Content starts
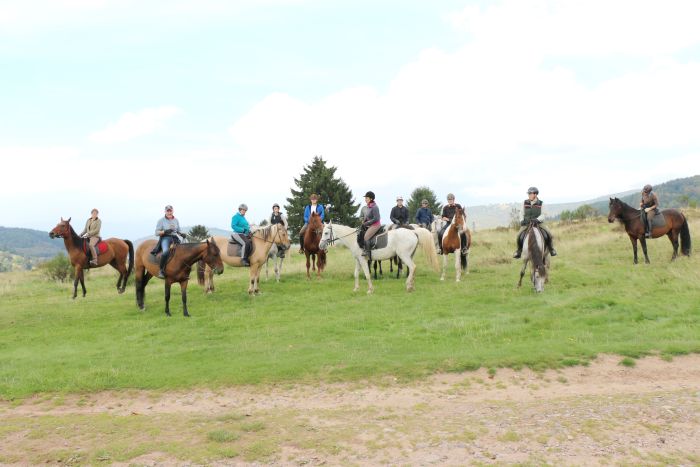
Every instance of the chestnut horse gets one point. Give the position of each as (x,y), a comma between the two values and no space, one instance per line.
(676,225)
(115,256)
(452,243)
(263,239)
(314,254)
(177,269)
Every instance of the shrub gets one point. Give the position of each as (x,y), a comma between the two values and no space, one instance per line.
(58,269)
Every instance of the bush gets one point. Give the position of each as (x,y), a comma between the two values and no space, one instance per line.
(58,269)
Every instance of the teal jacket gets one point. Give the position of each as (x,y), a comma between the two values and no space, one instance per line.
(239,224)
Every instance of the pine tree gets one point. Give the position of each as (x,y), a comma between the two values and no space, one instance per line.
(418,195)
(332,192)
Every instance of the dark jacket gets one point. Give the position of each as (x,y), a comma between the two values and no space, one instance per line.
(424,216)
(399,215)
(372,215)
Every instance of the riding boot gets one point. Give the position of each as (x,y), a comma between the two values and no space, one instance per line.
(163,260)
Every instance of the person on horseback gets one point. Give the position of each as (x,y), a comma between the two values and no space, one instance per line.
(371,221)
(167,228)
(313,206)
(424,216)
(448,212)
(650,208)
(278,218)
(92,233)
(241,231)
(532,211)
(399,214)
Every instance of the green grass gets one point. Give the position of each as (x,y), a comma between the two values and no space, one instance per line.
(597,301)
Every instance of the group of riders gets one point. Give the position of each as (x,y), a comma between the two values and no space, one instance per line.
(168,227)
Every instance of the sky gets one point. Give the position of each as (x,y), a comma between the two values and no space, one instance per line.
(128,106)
Content ends
**What this task involves:**
Output, unchanged, the lines from the line with "Every instance of the sky" through the final line of the material.

**Answer space:**
Every instance of the sky gets one point. Give the position of each as (x,y), a comma between the two values and no space, one instance per line.
(128,106)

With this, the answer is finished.